→ **What the exercise asks**: Leave out the lines before the one with "Query: high ceiling"; output that line and all remaining lines of the records exactly.

→ **Region pointing data**:
-.-.-
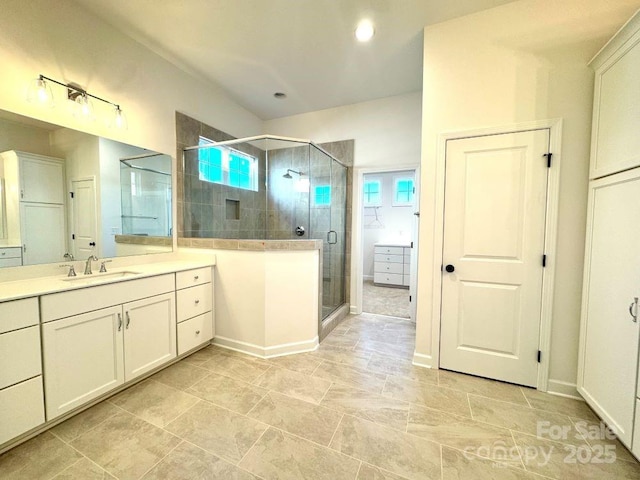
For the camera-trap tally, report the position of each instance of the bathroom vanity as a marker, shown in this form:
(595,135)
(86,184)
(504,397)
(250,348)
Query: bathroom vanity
(67,342)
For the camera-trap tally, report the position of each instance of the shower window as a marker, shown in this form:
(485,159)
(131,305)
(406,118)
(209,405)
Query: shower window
(227,166)
(322,195)
(403,193)
(372,193)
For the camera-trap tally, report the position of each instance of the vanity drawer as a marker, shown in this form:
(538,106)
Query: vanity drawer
(389,258)
(19,314)
(194,332)
(21,408)
(388,278)
(383,267)
(189,278)
(11,252)
(194,301)
(388,250)
(19,355)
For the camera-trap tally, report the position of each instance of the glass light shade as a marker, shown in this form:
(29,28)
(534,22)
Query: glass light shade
(40,93)
(84,108)
(118,119)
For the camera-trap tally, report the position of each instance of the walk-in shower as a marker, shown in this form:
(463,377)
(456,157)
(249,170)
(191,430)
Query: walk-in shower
(270,188)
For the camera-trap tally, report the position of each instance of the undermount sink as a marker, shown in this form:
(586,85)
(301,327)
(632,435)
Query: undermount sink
(98,277)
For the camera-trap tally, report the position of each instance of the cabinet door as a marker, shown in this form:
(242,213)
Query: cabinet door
(82,358)
(149,334)
(609,334)
(43,233)
(41,180)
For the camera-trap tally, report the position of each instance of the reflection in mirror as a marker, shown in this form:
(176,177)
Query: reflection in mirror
(62,195)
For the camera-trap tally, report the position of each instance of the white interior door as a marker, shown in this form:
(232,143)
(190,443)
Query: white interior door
(494,230)
(85,225)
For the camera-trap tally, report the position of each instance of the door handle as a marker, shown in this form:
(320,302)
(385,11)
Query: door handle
(634,316)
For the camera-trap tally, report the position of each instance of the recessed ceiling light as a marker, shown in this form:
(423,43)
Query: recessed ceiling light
(365,31)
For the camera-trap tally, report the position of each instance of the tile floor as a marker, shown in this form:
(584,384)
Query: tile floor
(354,409)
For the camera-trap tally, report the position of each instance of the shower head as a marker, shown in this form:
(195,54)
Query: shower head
(289,172)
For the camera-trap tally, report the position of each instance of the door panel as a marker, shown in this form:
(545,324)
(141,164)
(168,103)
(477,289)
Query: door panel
(495,203)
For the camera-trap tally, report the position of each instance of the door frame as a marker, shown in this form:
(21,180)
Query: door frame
(550,239)
(358,236)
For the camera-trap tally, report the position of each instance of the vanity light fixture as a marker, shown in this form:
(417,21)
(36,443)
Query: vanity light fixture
(40,92)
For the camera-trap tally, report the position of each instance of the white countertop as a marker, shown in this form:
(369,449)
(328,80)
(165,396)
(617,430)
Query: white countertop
(13,290)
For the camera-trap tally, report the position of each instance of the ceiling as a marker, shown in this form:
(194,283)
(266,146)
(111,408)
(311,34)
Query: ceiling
(304,48)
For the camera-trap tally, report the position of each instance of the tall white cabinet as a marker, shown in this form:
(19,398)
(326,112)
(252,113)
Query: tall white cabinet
(610,327)
(35,205)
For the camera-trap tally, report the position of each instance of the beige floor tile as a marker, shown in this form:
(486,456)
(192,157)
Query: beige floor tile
(294,384)
(227,392)
(154,402)
(602,439)
(457,465)
(181,375)
(369,472)
(341,355)
(236,367)
(402,368)
(348,375)
(84,469)
(570,462)
(125,445)
(41,457)
(368,405)
(280,456)
(398,452)
(187,461)
(217,430)
(482,386)
(524,419)
(464,434)
(555,403)
(304,362)
(298,417)
(85,421)
(432,396)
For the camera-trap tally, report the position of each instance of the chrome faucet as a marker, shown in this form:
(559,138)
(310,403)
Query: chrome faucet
(87,266)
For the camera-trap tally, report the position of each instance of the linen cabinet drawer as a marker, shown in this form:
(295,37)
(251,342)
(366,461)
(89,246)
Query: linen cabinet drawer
(190,278)
(195,332)
(388,278)
(19,355)
(389,258)
(21,408)
(384,267)
(19,314)
(388,250)
(194,301)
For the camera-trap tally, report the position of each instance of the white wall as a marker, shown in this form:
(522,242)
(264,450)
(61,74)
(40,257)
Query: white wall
(520,62)
(393,224)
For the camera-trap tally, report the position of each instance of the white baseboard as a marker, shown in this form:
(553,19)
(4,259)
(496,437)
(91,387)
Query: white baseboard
(421,360)
(266,352)
(563,389)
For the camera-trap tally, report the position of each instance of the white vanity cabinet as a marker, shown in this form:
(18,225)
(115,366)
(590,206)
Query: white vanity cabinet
(21,394)
(194,296)
(97,338)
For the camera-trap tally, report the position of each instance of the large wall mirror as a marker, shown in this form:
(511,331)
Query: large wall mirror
(67,194)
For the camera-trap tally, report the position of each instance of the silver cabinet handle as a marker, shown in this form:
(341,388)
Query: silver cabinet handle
(631,309)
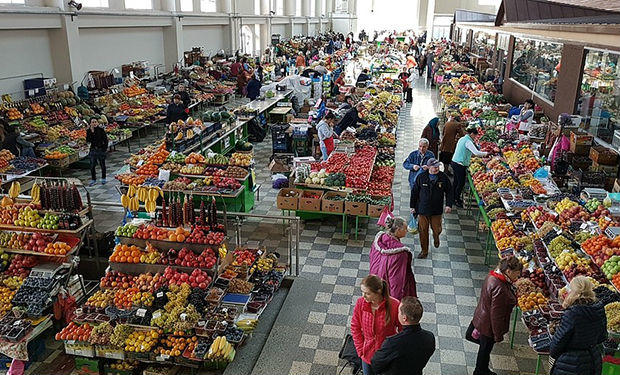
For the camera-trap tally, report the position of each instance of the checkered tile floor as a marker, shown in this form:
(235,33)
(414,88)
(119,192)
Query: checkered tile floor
(316,314)
(448,284)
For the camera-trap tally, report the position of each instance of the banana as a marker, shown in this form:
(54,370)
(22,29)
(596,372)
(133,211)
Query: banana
(15,189)
(153,194)
(125,200)
(35,193)
(134,204)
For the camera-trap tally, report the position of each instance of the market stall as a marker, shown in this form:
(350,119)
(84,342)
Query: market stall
(174,293)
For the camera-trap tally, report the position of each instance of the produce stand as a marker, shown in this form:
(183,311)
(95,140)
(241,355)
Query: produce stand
(554,234)
(194,293)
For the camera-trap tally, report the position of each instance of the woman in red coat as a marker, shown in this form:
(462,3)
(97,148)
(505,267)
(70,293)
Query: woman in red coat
(375,317)
(492,316)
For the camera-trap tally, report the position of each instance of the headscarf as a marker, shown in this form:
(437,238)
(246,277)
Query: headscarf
(433,124)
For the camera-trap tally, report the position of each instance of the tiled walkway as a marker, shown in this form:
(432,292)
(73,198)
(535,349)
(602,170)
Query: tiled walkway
(316,316)
(309,330)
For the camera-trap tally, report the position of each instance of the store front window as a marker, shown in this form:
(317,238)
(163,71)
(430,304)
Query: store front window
(599,103)
(536,64)
(483,45)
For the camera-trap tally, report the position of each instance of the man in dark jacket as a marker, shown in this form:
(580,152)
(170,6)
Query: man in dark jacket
(427,201)
(350,119)
(98,139)
(407,352)
(176,110)
(253,88)
(185,98)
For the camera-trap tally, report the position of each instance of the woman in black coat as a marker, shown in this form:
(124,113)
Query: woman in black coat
(575,345)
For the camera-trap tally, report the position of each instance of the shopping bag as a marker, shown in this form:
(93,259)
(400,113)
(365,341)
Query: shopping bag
(412,225)
(385,214)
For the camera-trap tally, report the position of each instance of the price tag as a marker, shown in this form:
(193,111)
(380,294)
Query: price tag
(164,175)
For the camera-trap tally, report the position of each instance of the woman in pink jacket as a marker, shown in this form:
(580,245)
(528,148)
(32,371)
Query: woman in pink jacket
(391,260)
(375,317)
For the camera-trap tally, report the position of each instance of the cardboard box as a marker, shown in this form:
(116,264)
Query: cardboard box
(328,205)
(286,200)
(604,156)
(610,170)
(308,203)
(355,208)
(580,139)
(579,149)
(375,210)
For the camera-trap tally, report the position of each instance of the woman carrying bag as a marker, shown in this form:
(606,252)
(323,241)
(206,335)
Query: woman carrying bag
(491,319)
(392,261)
(575,345)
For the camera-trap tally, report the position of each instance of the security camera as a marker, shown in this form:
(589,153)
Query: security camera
(75,5)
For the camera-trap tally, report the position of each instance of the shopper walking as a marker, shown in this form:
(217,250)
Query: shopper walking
(406,352)
(452,131)
(375,317)
(176,110)
(465,147)
(351,119)
(98,139)
(416,161)
(427,201)
(391,260)
(575,345)
(431,132)
(491,319)
(404,78)
(326,134)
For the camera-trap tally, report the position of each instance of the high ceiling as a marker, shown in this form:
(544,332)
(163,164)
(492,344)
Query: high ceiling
(613,5)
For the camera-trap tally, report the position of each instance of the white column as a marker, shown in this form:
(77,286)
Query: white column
(353,7)
(289,7)
(305,8)
(173,43)
(430,20)
(329,7)
(224,6)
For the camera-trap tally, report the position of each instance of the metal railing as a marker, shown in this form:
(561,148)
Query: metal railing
(292,229)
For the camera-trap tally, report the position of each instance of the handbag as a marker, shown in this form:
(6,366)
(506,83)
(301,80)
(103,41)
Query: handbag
(412,225)
(385,214)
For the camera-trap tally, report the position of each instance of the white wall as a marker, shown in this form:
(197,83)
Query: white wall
(387,15)
(297,29)
(342,25)
(210,38)
(23,52)
(279,29)
(112,47)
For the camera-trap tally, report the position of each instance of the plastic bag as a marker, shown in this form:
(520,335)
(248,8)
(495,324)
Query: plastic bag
(385,214)
(412,225)
(542,172)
-.-.-
→ **Response to this exercise**:
Query: high ceiling
(613,5)
For the camera-trap tally, report the position of each instance of the white column as a marker, shown in this form:
(77,286)
Query: white column
(353,7)
(289,7)
(305,8)
(173,43)
(430,20)
(329,7)
(224,6)
For the camera-trap tally, report the position of each instance of the metal railing as a marker, shown in this form:
(561,148)
Query: metal railing
(292,229)
For the camera-trap tally, report the position of each instance of the handbag as a marker, shown in this form:
(6,366)
(506,83)
(301,80)
(103,41)
Query: handbag
(412,225)
(385,214)
For the camera-trap tally, report the position of each instance of the white wall as a marker, shown in this form:
(197,83)
Query: white wall
(387,15)
(297,29)
(342,25)
(210,38)
(23,52)
(279,29)
(112,47)
For the camera-trap tally, report the position of each instance of the plastic bag as a marker, shown in this form:
(520,335)
(248,8)
(495,324)
Query: plastic bag
(385,214)
(412,225)
(542,172)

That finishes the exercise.